Exercise:
Read the data below line by line and copy each one with "road" in it.

Source information:
......
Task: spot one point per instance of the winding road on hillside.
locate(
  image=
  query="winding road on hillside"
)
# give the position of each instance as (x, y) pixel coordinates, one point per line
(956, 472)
......
Your solution:
Task: spot one point per instance of the winding road on hillside.
  query="winding road on hillside"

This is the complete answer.